About this exercise
Set the records down again. Match every line exactly.

Given records
******************************

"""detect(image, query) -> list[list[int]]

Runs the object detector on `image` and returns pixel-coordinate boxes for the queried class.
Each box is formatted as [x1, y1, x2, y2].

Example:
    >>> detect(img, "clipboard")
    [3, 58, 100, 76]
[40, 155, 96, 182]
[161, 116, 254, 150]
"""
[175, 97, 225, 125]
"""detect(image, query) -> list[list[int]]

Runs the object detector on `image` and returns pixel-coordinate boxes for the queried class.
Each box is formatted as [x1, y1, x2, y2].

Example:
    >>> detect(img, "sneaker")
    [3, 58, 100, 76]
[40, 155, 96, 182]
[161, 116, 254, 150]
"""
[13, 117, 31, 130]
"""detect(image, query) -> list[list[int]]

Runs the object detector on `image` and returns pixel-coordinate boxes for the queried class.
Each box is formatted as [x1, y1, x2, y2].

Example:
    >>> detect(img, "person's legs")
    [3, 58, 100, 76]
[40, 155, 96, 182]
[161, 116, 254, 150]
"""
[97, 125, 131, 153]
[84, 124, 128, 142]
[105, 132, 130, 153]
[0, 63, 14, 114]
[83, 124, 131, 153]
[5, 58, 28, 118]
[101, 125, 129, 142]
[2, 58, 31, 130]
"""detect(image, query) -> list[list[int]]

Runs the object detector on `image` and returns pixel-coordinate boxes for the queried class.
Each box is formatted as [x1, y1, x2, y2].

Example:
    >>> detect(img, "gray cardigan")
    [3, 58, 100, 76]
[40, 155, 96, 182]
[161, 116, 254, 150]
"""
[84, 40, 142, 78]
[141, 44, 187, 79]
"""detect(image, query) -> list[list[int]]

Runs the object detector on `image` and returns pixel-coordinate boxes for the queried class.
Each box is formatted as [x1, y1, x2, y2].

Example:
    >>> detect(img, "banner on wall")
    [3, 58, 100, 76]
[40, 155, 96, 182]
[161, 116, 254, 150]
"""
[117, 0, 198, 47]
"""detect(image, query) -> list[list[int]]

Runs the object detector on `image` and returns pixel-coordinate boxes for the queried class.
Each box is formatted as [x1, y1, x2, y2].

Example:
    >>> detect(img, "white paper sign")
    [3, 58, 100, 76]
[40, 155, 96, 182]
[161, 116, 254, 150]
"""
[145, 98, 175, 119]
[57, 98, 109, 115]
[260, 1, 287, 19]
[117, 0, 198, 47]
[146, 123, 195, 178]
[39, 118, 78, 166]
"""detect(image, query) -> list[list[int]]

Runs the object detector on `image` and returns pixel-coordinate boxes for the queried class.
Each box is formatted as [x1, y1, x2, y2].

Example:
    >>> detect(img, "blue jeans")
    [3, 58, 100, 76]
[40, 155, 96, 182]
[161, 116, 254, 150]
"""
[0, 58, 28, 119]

******************************

Solution
"""detect(image, query) -> list[list[int]]

Runs the object detector on `image` and returns pixel-coordinate boxes for the queried class.
Each box is formatted as [x1, y1, x2, y2].

Example:
    >>> detect(img, "clipboard")
    [3, 58, 100, 76]
[40, 155, 96, 182]
[161, 116, 254, 150]
"""
[175, 97, 225, 125]
"""detect(image, query) -> list[list[int]]

Runs the object detector on `image` and returns pixel-coordinate boxes for the queried class.
Each box is formatted as [x1, y1, x2, y2].

Example:
    >>> detect(img, "sneaker")
    [3, 58, 100, 76]
[40, 155, 96, 182]
[161, 116, 254, 150]
"""
[13, 117, 31, 130]
"""detect(image, query) -> list[list[int]]

Runs the object detector on `image` and returns pixel-coordinate boxes for the queried class.
Each box is formatted as [x1, y1, x2, y2].

Example:
    >>> detect(img, "person's legs")
    [3, 58, 100, 76]
[40, 155, 96, 182]
[161, 116, 254, 150]
"""
[97, 125, 131, 153]
[84, 124, 128, 142]
[105, 132, 130, 153]
[0, 63, 14, 114]
[83, 124, 131, 153]
[5, 58, 28, 118]
[101, 125, 129, 142]
[2, 58, 31, 130]
"""detect(image, query) -> list[list[int]]

Runs the object detector on `image` and returns pixel-coordinate boxes for the queried class.
Each box is formatted as [x1, y1, x2, y2].

Example:
    >>> detect(img, "gray cardigan")
    [3, 58, 100, 76]
[40, 155, 96, 182]
[161, 116, 254, 150]
"""
[84, 40, 142, 78]
[141, 44, 187, 79]
"""detect(image, query) -> list[list[int]]

Runs the object detector on `image` and returns pixel-coordinate boxes for the queried class.
Each box is formatted as [x1, y1, x2, y2].

Example:
    >>> detect(img, "banner on wall")
    [3, 58, 100, 76]
[40, 155, 96, 182]
[161, 116, 254, 150]
"""
[117, 0, 198, 47]
"""detect(image, query) -> list[list[int]]

Runs the object detector on `image` and returns pixel-coordinate boxes for the queried class.
Each box is formatted as [x1, y1, x2, y2].

Example:
    >>> detect(img, "white paper sign")
    [3, 58, 100, 76]
[40, 155, 96, 182]
[161, 116, 254, 150]
"""
[145, 98, 175, 119]
[57, 98, 109, 115]
[260, 1, 287, 19]
[117, 0, 198, 47]
[146, 123, 195, 178]
[39, 118, 78, 166]
"""detect(image, query) -> list[list[int]]

Runs the object detector on `image` and returns pixel-coordinate boxes for the queried class.
Each box is formatted as [x1, y1, x2, y2].

Example:
    >>> detect(img, "blue jeans")
    [3, 58, 100, 76]
[40, 155, 96, 182]
[161, 116, 254, 150]
"""
[0, 58, 28, 119]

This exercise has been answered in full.